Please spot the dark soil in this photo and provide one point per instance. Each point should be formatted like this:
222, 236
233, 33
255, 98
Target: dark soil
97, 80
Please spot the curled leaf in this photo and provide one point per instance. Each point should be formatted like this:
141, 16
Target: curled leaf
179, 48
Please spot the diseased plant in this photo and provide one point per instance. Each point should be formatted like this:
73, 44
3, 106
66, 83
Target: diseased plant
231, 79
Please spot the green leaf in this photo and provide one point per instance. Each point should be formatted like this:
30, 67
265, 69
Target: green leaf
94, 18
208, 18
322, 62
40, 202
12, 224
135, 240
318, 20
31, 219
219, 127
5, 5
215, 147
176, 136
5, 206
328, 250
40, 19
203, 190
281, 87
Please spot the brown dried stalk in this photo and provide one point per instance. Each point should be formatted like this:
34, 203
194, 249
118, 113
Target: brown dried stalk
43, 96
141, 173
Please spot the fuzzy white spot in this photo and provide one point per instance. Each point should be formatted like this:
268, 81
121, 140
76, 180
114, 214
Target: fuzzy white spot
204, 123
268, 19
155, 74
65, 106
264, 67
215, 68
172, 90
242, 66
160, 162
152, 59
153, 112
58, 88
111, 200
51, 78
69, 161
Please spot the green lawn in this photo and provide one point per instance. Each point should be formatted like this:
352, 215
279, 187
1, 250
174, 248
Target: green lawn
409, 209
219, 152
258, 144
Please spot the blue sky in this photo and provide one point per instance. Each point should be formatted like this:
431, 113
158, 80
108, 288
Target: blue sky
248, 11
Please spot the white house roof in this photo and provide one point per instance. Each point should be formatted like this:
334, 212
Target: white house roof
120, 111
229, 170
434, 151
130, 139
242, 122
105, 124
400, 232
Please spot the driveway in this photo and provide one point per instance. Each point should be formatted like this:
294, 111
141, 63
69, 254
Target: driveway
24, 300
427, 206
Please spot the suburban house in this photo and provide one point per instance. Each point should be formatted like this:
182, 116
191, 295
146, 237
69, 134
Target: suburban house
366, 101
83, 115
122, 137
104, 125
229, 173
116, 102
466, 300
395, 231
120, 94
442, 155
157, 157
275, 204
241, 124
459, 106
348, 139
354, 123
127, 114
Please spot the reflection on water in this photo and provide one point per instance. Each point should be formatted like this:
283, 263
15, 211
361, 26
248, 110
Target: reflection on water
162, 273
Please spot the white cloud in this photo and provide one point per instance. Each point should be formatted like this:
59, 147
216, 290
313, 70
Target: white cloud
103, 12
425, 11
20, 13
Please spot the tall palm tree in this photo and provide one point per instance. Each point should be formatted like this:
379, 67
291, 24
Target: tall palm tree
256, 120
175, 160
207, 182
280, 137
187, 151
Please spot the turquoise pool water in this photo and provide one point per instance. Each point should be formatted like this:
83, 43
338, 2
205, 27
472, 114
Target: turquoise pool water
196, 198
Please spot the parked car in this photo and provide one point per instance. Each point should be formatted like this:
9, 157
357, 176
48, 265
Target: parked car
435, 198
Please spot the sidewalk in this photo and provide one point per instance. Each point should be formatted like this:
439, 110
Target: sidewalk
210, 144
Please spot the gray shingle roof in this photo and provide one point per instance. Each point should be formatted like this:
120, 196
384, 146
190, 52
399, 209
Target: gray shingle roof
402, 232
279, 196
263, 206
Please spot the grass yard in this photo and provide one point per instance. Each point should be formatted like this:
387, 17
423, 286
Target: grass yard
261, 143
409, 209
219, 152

• _Exercise objective_
Please write the listing out again, matching each line exactly.

• _Your solution_
Please spot the dark soil in this photo and provide one point per instance. Each point should be formatted like this:
222, 236
233, 33
255, 98
Target: dark soil
97, 80
Please spot the curled leaf in this photo and provide one point per instance. Each point should be formatted like this:
141, 16
Target: curled leaf
179, 48
Please spot the diseased plant in this photo and provide one point per instance. Each point should be formatted like this:
73, 44
3, 106
66, 83
Target: diseased plant
231, 79
Please spot the green leaf in this photo and provide one point per instance. Each point should be formatted like this:
30, 67
265, 69
Target: green leaf
94, 18
208, 18
322, 62
40, 202
12, 224
135, 240
318, 20
31, 219
219, 127
5, 5
215, 147
176, 136
5, 206
328, 250
40, 19
203, 190
281, 87
Please spot the brown dried stalk in this photo and provide one point per instance. Each point should be formatted like this:
34, 203
194, 249
118, 113
Target: brown dried stalk
43, 96
141, 173
Please spot the fuzzy white spot in this photo and provide one point per instance. Each point should be formatted like this:
268, 81
121, 140
76, 180
114, 214
Target: fuzzy white spot
204, 123
268, 19
155, 74
65, 106
264, 67
215, 68
172, 90
242, 66
160, 162
152, 59
153, 112
58, 88
111, 200
51, 78
69, 161
Please spot the green lawn in this photo and provide one point per instance. Each point should be formatted like this:
352, 215
279, 187
1, 250
174, 248
Target: green lawn
409, 209
219, 152
258, 144
Please spot the blue sky in this photo and provide one point per instance. Each point should be formatted like this:
431, 113
158, 80
108, 288
Target: blue sky
248, 11
Please spot the white house roof in this photo and provide one point per instance. Each point should be formatted like this:
334, 212
Target: white house roof
120, 111
229, 170
434, 151
130, 139
242, 122
105, 124
400, 232
Please spot the driveway in this photo and provide one point per instance. Each point should be formatted like this:
294, 111
141, 63
69, 254
Target: driveway
24, 300
427, 206
Please spot the suburban house in this photo and provide one point per instance. Each point should be formatted like this:
182, 116
191, 295
146, 237
69, 134
Target: suburban house
366, 101
83, 115
122, 137
104, 125
229, 173
116, 102
466, 300
395, 231
120, 94
442, 155
157, 157
275, 204
241, 124
459, 106
348, 139
354, 123
127, 114
Please spot the reflection on water in this photo and provide one point per instance. Each point should be formatted like this:
283, 263
15, 211
361, 26
248, 110
Target: reflection on water
162, 273
Please spot the white cloud in this photo and provide one point per instance. Each point should be formatted like this:
59, 147
216, 290
313, 70
Target: white cloud
103, 12
425, 11
20, 13
Please spot the tall palm tree in this photo and provide one point per instance. Each point should be formatted like this:
379, 67
291, 24
Target: tall palm tree
256, 120
175, 160
207, 182
280, 137
187, 151
Please spot the turquoise pool water in this photo and provide one point per instance. Each point should be formatted like this:
83, 43
338, 2
205, 27
472, 114
Target: turquoise pool water
196, 198
Please spot the parked car in this photo and provide one point per instance. Each point should be formatted like this:
9, 157
357, 176
48, 265
Target: parked car
435, 198
Please spot the sidewalk in this photo and provide one point per instance. Each point should be formatted like this:
439, 110
Target: sidewalk
210, 144
Please spot the gray shingle roof in this photo and provide one point per instance. Each point should be formatted like this:
120, 196
384, 146
190, 52
399, 209
Target: gray shingle roof
402, 232
279, 196
263, 206
Please spot the grass yard in this photo and provide one point per instance. Each point should be formatted like this:
387, 17
423, 286
Target: grass yard
261, 143
409, 209
219, 152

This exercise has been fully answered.